Omitting all images, set down every line below exactly as it appears.

[DATA SECTION — start]

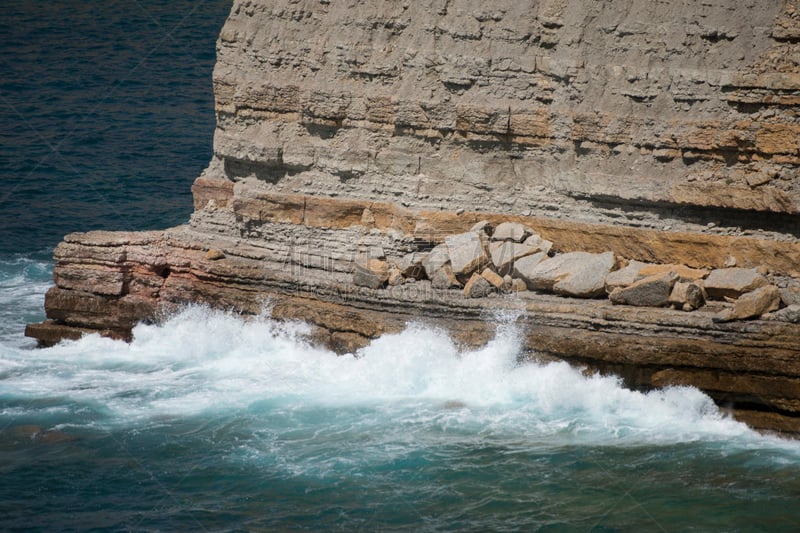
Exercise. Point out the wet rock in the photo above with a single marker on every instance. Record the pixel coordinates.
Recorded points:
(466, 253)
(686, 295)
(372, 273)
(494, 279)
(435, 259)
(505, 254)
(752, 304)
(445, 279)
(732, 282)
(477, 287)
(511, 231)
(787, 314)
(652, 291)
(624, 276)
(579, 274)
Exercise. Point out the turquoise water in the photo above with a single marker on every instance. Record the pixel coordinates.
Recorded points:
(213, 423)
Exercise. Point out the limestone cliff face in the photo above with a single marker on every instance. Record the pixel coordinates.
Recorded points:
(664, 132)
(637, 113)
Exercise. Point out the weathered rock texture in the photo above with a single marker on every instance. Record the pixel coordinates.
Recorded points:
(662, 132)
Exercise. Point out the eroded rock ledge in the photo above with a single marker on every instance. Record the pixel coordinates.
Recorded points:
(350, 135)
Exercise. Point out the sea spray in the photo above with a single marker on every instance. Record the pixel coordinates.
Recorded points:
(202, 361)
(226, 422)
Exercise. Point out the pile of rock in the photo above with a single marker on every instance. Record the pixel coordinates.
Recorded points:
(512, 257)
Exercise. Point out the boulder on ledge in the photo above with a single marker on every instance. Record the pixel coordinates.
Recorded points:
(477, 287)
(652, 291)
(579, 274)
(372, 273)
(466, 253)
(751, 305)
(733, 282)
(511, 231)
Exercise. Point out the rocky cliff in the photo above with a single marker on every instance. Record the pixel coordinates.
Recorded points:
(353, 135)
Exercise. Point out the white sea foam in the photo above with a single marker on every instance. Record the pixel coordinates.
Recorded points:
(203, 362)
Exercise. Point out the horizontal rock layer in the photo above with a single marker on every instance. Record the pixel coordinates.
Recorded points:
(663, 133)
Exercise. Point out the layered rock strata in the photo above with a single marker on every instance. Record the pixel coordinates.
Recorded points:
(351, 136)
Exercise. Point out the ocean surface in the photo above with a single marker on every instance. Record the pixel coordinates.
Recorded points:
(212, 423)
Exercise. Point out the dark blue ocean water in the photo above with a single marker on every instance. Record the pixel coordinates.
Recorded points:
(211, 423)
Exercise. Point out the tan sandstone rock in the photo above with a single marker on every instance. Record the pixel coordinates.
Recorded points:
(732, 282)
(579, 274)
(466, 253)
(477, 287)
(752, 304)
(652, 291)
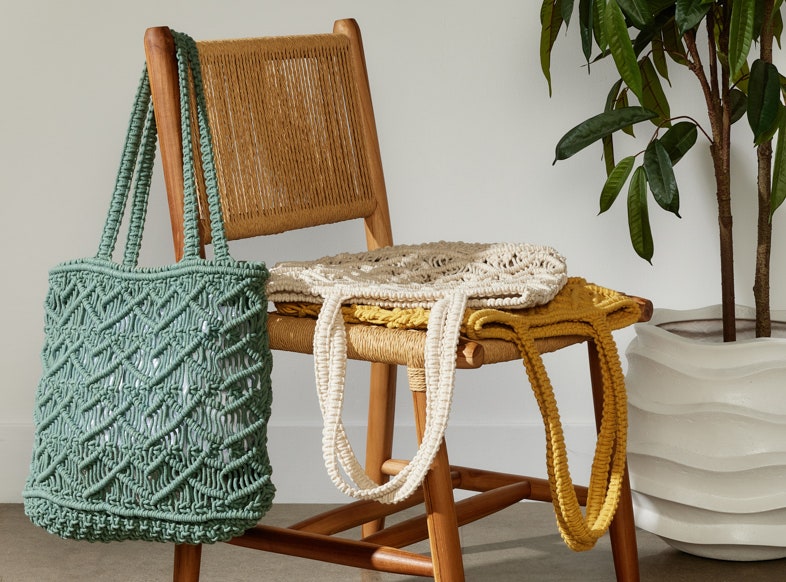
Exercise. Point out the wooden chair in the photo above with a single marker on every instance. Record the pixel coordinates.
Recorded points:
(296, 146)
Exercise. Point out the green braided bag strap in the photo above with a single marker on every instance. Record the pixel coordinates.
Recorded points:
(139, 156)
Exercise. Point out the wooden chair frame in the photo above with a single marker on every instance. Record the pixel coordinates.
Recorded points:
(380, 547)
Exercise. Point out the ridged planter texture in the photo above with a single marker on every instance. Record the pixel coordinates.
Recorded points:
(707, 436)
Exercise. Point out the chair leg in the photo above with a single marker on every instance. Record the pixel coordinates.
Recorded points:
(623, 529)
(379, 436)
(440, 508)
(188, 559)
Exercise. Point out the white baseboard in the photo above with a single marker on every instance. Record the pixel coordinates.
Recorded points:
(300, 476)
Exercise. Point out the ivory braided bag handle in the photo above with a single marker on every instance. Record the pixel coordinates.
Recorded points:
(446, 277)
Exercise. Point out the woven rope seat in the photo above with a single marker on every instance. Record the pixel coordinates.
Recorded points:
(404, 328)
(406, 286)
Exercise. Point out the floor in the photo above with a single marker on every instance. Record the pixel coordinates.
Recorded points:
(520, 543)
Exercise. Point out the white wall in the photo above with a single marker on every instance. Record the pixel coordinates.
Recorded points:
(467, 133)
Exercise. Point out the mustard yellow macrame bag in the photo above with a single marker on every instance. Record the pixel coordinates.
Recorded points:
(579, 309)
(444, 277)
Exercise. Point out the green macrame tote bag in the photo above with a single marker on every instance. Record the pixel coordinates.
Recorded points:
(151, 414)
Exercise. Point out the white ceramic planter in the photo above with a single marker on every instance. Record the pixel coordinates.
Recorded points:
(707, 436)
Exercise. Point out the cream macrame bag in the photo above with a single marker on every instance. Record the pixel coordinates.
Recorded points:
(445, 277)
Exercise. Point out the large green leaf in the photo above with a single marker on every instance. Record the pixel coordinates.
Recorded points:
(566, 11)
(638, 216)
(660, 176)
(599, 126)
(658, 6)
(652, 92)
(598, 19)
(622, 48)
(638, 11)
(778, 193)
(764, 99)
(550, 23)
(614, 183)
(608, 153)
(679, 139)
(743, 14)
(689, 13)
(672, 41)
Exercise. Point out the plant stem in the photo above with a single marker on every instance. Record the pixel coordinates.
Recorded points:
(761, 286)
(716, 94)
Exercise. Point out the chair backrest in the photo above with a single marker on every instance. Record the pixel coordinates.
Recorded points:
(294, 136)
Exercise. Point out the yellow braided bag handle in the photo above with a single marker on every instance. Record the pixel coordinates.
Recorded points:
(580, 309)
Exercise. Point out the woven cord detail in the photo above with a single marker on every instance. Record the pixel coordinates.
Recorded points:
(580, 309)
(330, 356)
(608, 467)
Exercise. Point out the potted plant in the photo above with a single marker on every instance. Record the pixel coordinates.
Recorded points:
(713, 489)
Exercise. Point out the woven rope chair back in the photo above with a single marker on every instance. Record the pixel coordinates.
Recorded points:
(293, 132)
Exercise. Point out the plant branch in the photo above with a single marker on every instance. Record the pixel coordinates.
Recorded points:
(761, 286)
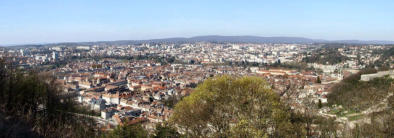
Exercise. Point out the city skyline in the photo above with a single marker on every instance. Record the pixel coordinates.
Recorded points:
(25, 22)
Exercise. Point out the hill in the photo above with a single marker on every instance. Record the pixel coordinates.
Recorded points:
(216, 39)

[DATA SECTION — finish]

ANSWER BOX:
Exercise. Point out the wet rock in the photo above with a single marker on every instance. Record the pixel coordinates.
Recorded points:
(466, 253)
(686, 295)
(372, 273)
(494, 279)
(435, 259)
(505, 254)
(752, 304)
(445, 279)
(732, 282)
(477, 287)
(511, 231)
(787, 314)
(652, 291)
(624, 276)
(579, 274)
Exercise. Point out the turquoise water in the photo above with a single marker on every instance. Record the pixel coordinates.
Recorded points:
(213, 423)
Exercise. Point out the limestone cliff face in the photo above with a single marker on every instance. Record the pixel coordinates.
Recorded points:
(664, 132)
(637, 113)
Exercise. Point out the weathered rock texture in the photo above with a single marker on every instance. Record the pixel coordinates.
Recorded points:
(662, 132)
Exercise. Point out the eroded rock ledge in the photo above with a single marker on every instance. Record the pixel coordinates.
Recorded points:
(350, 135)
Exercise. Point out the sea spray in the photo above with a single marker on every instance. Record the pixel coordinates.
Recorded points:
(202, 361)
(226, 422)
Exercise. Point out the pile of rock in the photo above with a single marker on every instance. Record the pixel coordinates.
Recorded points:
(512, 257)
Exercise. Point out the boulder on ledge in the photo above with a single marker on every instance. Record the pixel coordinates.
Recorded points:
(477, 287)
(652, 291)
(579, 274)
(372, 273)
(466, 253)
(751, 305)
(733, 282)
(511, 231)
Exercise. Point out the rocky cliff in the photo above with a single marker on every instance. Record the pixel coordinates.
Recorded points:
(353, 135)
Exercise. Point out the white sea foam in the photo above with a single marker on every instance. Record the pixel coordinates.
Recorded points:
(203, 362)
Exercise. Point out the horizontal rock layer in the photo above with a single marker on every instance. Record the pixel coordinates.
Recorded points:
(663, 133)
Exercise. Point out the layered rock strata in the photo above with a single marker on every instance. Record the pixel coordinates.
Recorded points:
(351, 136)
Exercise. Point out the ocean surface in the photo above with a single marker on every instance. Record the pixel coordinates.
Recorded points:
(212, 423)
Exercise. Point out the dark blue ocean water in the photo above with a single marker on every instance. Record the pixel coordinates.
Recorded points:
(211, 423)
Exercise. Point out the tan sandstone rock in the photo above with a single marker on every instance. Record the pixel coordinates.
Recorded points:
(732, 282)
(579, 274)
(466, 253)
(477, 287)
(752, 304)
(652, 291)
Exercise. Point out the wooden chair in the photo above with a single marker on every instance. Record the pixel coordinates.
Recorded points:
(296, 146)
Exercise. Point out the green braided bag strap in the photo above with a single marker on every instance. Record the pixel coordinates.
Recorded points:
(139, 156)
Exercise. Point out the wooden chair frame in the photo above with a single marker on every instance. Record the pixel coordinates.
Recorded points:
(380, 547)
Exercise. Point out the ridged planter texture in the photo above with a single marker on every instance. Record the pixel coordinates.
Recorded points:
(707, 436)
Exercise. Point out the chair leg in the photo above with a single marker on every instance. Record the pixel coordinates.
Recorded points:
(623, 529)
(379, 436)
(440, 508)
(188, 559)
Exercise. Point out the white baseboard in the photo above with a single marker on every instance. Record the pixel coordinates.
Recorded points:
(300, 476)
Exercise. Point out the ivory braided bag handle in the photo above with a single marker on every instance. Record the pixel coordinates.
Recorded points:
(446, 277)
Exercise. Point out the woven rope seat in the photo above with a single marker on every instance. Record the pixel coordinates.
Recorded points:
(404, 328)
(406, 286)
Exercise. Point out the floor in the photo above with a single marker on every instance. Record the pixel coordinates.
Recorded points:
(520, 543)
Exercise. Point out the white wall in the photo above with a single marker on every instance. Record the pixel coordinates.
Recorded points:
(467, 133)
Exercise. Point out the mustard yellow macrame bag in the photo above with a single marker on every instance. Record the pixel coordinates.
Recorded points:
(579, 309)
(444, 277)
Exercise. Point out the green macrame tote bag in the photo above with a single marker on every instance. Record the pixel coordinates.
Recorded points:
(151, 414)
Exercise. Point out the white ceramic planter in the photo above with a single marker on every instance. Record the pixel coordinates.
Recorded points:
(707, 436)
Exercise. Point out the cream macrame bag in the photo above with a single marker on every instance. Record the pixel coordinates.
Recorded points:
(445, 277)
Exercise. Point out the large green leaf in the photo above with a single marker on every instance. Record the pixel coordinates.
Recorded points:
(566, 11)
(638, 216)
(660, 176)
(599, 126)
(658, 6)
(652, 92)
(598, 19)
(622, 48)
(638, 11)
(778, 193)
(764, 99)
(550, 23)
(614, 183)
(608, 153)
(679, 139)
(743, 14)
(689, 13)
(672, 41)
Exercise. Point out the plant stem in the photo above with a single marker on every instance. Record the pixel coordinates.
Recorded points:
(761, 286)
(716, 94)
Exercise. Point out the chair backrest in the photo above with a single marker on every instance. Record the pixel coordinates.
Recorded points:
(294, 136)
Exercise. Point out the yellow braided bag handle in the photo above with a single marker on every instance. Record the pixel coordinates.
Recorded points:
(580, 309)
Exercise. Point out the woven cord detail in the photo above with a single marker on every instance. Record the pixel coordinates.
Recorded points:
(580, 309)
(330, 356)
(608, 467)
Exercise. Point out the potted plant in the photo above with a single marker on every instance. Record the pixel coordinates.
Recorded points:
(713, 489)
Exercise. Point out the woven rope chair back in the photo above with a single marker on every instance. Record the pixel coordinates.
Recorded points:
(293, 132)
Exercise. Point out the plant branch in the photo above with a single marker on every instance. Record the pixel coordinates.
Recorded points:
(761, 286)
Exercise. Point out the city skyline in the photo above with a single marker on every instance. Record the pixel coordinates.
Recorded points:
(25, 22)
Exercise. Point out the hill in the photo above with a single marker on every instance. Record the pixel coordinates.
Recorded points:
(216, 39)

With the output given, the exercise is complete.